→ Passage:
++++
‘Bulgarian connection’ investigated in Navalny poisoning

German Bundeswehr paramedics bring back an empty Epishuttle stretcher into a vehicle used in the transport of car convoy in front of the clinic after Russian opposition activist Alexei Navalny arrived at Charite clinic in Berlin, Germany, 22 August 2020. [Clemens Bilan/EPA/EFE]

German medical specialists are investigating similarities between the attempted poisoning of a Bulgarian businessman and his son in 2015 and the recent poisoning of Russian opposition frontman Alexei Navalny, who is being treated in a Berlin hospital.

Bulgarian businessman Emilyan Gebrev and his son Hristo were victims of a poisoning attempt back in 2015, but the prosecution opened an inquiry only last January, following revelations by the investigative website Belligcat, which found similarities with the poisoning of Sergei Skripal in Salisbury in  March 2018.

Bulgaria indicts three Russian nationals for Skripal-type attempted murder

After years of foot-dragging, Bulgarian prosecutors on Wednesday (23 January) indicted three Russian nationals for allegedly attempting to poison the owner of a Bulgarian arms factory and his son in 2015.

The German news website Der Spiegel, in collaboration with the investigative websites The Insider and Bellingat, reported that specialists from the German hospital Charité, where Navalny is being treated, have been in contact with their Bulgarian colleagues who had treated Gebrev and his son.
++++
→ Excerpted data:
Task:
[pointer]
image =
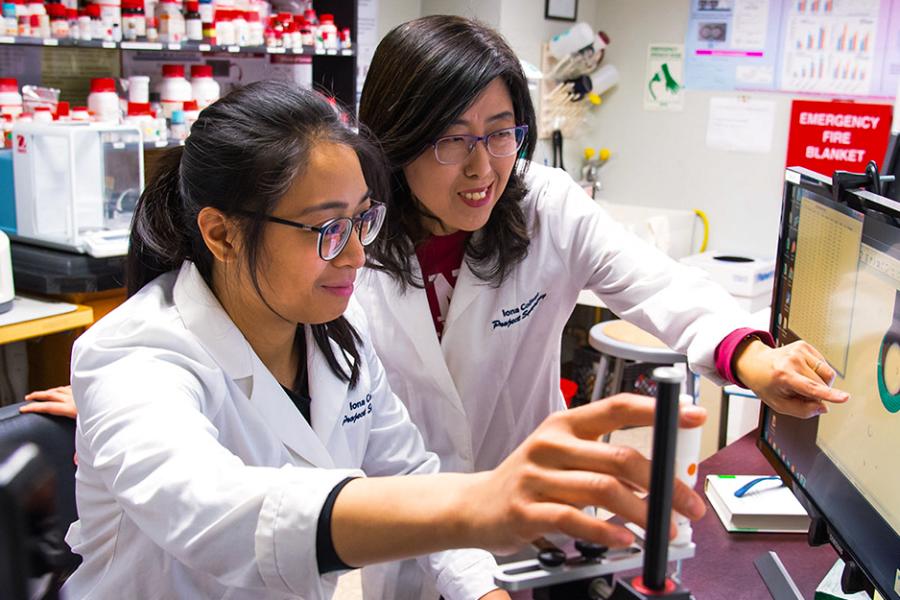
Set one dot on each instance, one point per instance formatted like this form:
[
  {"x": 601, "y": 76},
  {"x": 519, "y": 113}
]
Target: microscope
[{"x": 591, "y": 573}]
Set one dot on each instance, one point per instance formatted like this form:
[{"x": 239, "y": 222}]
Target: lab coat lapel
[
  {"x": 284, "y": 419},
  {"x": 411, "y": 312},
  {"x": 204, "y": 317},
  {"x": 465, "y": 291},
  {"x": 328, "y": 392}
]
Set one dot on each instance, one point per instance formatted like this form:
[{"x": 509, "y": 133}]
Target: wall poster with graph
[{"x": 845, "y": 48}]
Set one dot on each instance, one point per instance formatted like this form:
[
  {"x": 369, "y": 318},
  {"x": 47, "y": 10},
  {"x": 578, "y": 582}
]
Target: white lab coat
[
  {"x": 494, "y": 376},
  {"x": 198, "y": 477}
]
++++
Return the news article above about the Navalny poisoning word for word, from its headline to its last sentence.

‘Bulgarian connection’ investigated in Navalny poisoning

German Bundeswehr paramedics bring back an empty Epishuttle stretcher into a vehicle used in the transport of car convoy in front of the clinic after Russian opposition activist Alexei Navalny arrived at Charite clinic in Berlin, Germany, 22 August 2020. [Clemens Bilan/EPA/EFE]

German medical specialists are investigating similarities between the attempted poisoning of a Bulgarian businessman and his son in 2015 and the recent poisoning of Russian opposition frontman Alexei Navalny, who is being treated in a Berlin hospital.

Bulgarian businessman Emilyan Gebrev and his son Hristo were victims of a poisoning attempt back in 2015, but the prosecution opened an inquiry only last January, following revelations by the investigative website Belligcat, which found similarities with the poisoning of Sergei Skripal in Salisbury in  March 2018.

Bulgaria indicts three Russian nationals for Skripal-type attempted murder

After years of foot-dragging, Bulgarian prosecutors on Wednesday (23 January) indicted three Russian nationals for allegedly attempting to poison the owner of a Bulgarian arms factory and his son in 2015.

The German news website Der Spiegel, in collaboration with the investigative websites The Insider and Bellingat, reported that specialists from the German hospital Charité, where Navalny is being treated, have been in contact with their Bulgarian colleagues who had treated Gebrev and his son.